→ Extrait du document
==================================================

D’ici 2030, les conducteurs belges et européens pourront présenter leur permis directement depuis leur téléphone. Cette évolution, validée par les instances européennes, vise à renforcer la sécurité routière sur un continent où l’on déplore encore près de 20.000 morts chaque année sur les routes. Le document physique au format carte bancaire restera disponible sur demande.

Les permis actuels conservent leur validité : les cartes plastifiées restent valables dix ans et les anciens permis roses en papier jusqu’en 2033. La réforme prévoit d’allonger la durée de validité à quinze ans et d’autoriser le renouvellement entièrement en ligne, sans déplacement à l’administration communale.

Lire aussi :Les eurodéputés votent la création d’un permis de conduire numérique

Pour Shirley Dellanoy, représentante de l’Institut belge VIAS, ce changement est avant tout pratique : les conducteurs auront toujours leur permis sur eux, sans risque d’oubli ou de perte. Les forces de l’ordre pourront vérifier instantanément la validité d’un document ou d’une sanction dans un autre État membre. Un permis suspendu pourra être désactivé à distance, sans intervention du juge.

==================================================

(Extraits d'un jeu de données de détection)
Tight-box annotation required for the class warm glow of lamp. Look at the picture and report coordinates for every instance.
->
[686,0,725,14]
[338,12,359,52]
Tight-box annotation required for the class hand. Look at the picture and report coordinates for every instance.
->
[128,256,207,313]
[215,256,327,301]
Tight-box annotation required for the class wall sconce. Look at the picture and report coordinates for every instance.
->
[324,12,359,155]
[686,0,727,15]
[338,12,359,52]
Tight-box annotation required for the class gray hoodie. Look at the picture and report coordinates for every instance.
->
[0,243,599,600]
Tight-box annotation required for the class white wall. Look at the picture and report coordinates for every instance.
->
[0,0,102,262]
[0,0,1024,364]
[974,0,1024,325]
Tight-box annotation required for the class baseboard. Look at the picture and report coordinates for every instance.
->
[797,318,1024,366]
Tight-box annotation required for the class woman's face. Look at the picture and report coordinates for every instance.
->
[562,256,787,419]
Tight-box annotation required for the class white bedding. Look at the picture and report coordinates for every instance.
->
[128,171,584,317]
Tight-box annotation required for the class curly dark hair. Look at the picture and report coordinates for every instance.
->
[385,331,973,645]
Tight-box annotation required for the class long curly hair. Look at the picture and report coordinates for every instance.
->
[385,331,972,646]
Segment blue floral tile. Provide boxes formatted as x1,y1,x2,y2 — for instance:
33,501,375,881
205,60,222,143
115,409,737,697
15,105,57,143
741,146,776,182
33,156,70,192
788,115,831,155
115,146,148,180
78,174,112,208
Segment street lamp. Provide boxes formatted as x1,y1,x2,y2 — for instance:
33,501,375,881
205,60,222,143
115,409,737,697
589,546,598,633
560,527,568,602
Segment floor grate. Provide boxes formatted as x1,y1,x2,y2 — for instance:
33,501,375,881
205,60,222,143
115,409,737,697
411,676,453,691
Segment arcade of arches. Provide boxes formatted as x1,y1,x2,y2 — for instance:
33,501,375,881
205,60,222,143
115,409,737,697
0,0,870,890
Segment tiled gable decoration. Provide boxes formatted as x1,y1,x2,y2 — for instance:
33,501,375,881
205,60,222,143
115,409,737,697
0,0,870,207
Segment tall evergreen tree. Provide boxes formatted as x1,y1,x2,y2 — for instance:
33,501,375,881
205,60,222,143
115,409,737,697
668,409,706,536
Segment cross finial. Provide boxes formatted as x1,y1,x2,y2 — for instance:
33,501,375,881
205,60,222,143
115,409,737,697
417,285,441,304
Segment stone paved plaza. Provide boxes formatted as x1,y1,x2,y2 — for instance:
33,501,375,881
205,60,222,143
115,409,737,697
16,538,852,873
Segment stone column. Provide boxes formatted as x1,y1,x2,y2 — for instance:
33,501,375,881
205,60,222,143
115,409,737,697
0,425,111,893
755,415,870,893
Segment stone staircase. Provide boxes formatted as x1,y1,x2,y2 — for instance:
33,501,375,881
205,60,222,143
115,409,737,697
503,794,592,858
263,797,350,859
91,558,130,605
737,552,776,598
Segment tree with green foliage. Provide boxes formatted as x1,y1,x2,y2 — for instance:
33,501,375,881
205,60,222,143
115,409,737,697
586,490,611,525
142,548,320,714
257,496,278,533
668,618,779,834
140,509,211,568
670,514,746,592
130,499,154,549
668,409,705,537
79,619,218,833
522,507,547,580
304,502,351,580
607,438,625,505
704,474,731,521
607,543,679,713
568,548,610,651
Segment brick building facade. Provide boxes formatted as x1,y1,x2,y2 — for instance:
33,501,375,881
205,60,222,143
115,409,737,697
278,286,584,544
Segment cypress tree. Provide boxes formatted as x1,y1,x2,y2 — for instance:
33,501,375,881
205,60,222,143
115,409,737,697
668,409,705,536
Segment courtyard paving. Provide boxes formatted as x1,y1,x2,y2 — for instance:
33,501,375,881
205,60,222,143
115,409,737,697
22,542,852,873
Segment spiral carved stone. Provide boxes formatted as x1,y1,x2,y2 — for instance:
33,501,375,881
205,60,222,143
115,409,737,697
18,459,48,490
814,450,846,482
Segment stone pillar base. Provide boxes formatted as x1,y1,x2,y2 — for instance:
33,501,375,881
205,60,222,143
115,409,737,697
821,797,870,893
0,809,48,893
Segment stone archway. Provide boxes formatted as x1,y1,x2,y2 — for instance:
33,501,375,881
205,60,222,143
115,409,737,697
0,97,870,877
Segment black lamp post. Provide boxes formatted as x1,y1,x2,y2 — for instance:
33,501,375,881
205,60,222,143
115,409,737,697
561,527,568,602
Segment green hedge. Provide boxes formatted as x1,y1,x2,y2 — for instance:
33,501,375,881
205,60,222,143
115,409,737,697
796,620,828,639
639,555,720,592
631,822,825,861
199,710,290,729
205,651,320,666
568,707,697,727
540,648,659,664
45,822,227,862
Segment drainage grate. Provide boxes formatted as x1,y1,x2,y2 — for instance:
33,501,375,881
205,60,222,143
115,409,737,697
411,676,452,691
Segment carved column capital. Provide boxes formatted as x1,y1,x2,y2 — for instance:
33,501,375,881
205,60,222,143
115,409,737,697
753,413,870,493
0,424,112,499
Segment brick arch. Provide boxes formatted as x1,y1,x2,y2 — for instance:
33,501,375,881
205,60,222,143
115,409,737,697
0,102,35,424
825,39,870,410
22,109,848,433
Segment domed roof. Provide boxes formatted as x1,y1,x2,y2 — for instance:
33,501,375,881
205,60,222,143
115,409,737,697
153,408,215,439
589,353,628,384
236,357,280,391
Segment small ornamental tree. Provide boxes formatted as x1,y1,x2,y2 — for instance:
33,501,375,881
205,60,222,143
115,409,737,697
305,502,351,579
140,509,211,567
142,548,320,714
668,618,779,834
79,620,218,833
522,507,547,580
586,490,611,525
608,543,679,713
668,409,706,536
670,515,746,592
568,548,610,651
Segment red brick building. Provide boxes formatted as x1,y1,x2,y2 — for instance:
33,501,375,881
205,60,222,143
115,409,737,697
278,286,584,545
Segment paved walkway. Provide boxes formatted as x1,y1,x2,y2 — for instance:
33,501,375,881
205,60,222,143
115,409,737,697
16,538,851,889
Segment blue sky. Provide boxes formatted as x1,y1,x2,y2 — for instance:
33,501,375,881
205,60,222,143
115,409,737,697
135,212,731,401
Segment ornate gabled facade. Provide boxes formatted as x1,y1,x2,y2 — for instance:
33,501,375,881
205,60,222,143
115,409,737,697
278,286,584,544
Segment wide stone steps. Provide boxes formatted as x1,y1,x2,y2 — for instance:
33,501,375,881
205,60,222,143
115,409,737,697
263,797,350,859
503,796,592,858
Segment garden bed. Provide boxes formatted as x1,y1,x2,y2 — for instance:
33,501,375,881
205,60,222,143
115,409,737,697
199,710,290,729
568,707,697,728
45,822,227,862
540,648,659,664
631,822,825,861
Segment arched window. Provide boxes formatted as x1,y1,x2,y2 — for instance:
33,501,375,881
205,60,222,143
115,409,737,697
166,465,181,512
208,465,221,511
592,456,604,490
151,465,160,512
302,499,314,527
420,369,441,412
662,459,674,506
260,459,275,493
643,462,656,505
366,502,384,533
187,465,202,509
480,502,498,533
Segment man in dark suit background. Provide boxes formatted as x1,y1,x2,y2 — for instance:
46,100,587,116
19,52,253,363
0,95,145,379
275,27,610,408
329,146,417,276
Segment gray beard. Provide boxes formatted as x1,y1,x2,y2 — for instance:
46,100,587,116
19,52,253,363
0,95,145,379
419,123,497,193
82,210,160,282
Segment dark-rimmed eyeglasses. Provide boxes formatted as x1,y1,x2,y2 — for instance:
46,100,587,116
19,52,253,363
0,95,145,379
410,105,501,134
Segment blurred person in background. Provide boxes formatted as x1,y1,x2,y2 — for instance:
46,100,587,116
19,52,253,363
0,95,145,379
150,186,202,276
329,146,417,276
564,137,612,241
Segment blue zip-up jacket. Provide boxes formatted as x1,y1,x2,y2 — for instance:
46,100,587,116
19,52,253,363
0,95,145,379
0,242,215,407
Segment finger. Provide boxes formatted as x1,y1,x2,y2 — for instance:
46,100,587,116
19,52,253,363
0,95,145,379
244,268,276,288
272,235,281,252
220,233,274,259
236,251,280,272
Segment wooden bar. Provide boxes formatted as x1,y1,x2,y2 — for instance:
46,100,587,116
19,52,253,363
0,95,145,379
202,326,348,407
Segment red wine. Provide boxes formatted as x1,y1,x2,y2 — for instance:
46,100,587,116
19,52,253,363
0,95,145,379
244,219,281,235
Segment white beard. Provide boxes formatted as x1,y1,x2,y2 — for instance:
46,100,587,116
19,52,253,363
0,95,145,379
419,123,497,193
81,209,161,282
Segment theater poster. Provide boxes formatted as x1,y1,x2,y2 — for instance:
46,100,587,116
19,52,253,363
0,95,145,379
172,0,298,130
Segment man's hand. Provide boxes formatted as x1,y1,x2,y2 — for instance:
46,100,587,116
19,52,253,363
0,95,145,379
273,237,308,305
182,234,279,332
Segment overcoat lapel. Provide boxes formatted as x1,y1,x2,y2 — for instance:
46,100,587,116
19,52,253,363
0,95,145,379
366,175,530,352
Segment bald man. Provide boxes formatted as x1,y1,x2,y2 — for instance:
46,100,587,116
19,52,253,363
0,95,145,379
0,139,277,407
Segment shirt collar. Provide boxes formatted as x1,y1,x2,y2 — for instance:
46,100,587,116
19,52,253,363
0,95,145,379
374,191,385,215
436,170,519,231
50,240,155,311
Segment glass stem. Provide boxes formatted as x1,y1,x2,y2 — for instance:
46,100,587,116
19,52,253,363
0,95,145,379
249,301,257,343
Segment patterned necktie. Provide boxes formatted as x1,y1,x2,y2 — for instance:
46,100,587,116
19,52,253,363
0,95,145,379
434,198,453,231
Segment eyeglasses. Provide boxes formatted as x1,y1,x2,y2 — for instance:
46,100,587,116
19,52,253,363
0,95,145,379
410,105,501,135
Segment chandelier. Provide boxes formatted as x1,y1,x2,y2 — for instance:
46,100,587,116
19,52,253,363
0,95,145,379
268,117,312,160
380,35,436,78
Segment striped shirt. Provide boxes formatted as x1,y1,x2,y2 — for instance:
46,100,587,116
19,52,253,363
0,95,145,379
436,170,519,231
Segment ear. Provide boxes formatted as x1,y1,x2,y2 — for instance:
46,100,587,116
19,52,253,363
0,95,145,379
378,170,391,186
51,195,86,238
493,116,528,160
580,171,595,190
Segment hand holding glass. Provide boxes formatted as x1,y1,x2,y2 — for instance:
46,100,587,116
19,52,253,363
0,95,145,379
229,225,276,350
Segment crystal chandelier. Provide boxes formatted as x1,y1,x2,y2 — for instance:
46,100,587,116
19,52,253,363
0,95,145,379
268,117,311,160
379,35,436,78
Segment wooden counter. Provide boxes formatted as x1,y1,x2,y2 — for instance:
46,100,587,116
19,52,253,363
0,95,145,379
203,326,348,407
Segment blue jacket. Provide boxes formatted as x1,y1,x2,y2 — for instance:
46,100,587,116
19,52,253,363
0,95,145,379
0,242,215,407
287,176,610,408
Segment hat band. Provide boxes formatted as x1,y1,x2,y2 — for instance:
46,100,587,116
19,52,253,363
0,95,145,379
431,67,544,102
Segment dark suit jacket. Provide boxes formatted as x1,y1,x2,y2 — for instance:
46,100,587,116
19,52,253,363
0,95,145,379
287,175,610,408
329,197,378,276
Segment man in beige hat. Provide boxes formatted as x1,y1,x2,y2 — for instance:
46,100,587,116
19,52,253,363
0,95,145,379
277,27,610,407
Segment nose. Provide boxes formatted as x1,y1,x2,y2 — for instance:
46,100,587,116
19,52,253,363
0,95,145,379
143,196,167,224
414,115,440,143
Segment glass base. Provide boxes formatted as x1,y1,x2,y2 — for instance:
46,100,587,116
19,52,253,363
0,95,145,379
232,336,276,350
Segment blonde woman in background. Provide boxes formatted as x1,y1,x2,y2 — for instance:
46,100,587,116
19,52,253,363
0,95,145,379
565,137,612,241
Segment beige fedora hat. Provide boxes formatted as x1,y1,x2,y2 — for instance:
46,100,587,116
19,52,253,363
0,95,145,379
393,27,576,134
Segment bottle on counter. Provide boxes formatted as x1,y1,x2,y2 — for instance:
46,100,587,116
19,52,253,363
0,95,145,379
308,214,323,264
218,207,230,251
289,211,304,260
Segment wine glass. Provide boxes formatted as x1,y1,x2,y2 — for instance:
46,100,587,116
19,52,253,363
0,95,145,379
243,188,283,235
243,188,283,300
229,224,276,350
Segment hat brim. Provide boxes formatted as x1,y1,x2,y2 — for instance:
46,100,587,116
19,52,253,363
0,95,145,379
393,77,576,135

==================================================

→ Exercices
**1)** Recopiez à l'identique, dans l'article sur le permis numérique, le passage qui va de « Les permis actuels » à « intervention du juge. ».
**2)** Répondez à ces questions d'après l'article sur le permis numérique :
(a) Jusqu'à quand les anciens permis roses en papier restent-ils valables ?
(b) À quelle durée la réforme prévoit-elle de porter la validité du permis ?
(c) Quel organisme Shirley Dellanoy représente-t-elle ?
**3)** Rédigez la suite de l'article sur le permis numérique, en partant de sa dernière phrase.

→ Corrigé
**1)**
Les permis actuels conservent leur validité : les cartes plastifiées restent valables dix ans et les anciens permis roses en papier jusqu’en 2033. La réforme prévoit d’allonger la durée de validité à quinze ans et d’autoriser le renouvellement entièrement en ligne, sans déplacement à l’administration communale.

Lire aussi :Les eurodéputés votent la création d’un permis de conduire numérique

Pour Shirley Dellanoy, représentante de l’Institut belge VIAS, ce changement est avant tout pratique : les conducteurs auront toujours leur permis sur eux, sans risque d’oubli ou de perte. Les forces de l’ordre pourront vérifier instantanément la validité d’un document ou d’une sanction dans un autre État membre. Un permis suspendu pourra être désactivé à distance, sans intervention du juge.

**2)**
(a) Jusqu'en 2033.
(b) À quinze ans.
(c) L'Institut belge VIAS.

**3)**
La technologie pourrait même aller plus loin. Selon Benoît Godart, porte-parole de VIAS, «à terme, lorsque vous démarrez une voiture, une liaison pourrait se créer avec la base de données des permis. On vérifiera que vous êtes bien autorisé à conduire avant de permettre le démarrage ». 

Formation, jeunes conducteurs et seniors : l’Europe harmonise les règles

La directive européenne introduit aussi de nouvelles obligations dans la formation des conducteurs : sensibilisation au téléphone au volant, aux angles morts, à l’ouverture sécurisée des portes, aux aides à la conduite et à la maîtrise sur surfaces glissantes. Ces notions figurent déjà partiellement dans les examens belges.

La période d’essai de deux ans pour les jeunes conducteurs devient une norme européenne. Durant cette phase, les infractions liées à l’alcool, aux stupéfiants ou à la vitesse entraîneront des sanctions plus sévères. Ce dispositif, déjà en vigueur en Belgique, sera donc consolidé.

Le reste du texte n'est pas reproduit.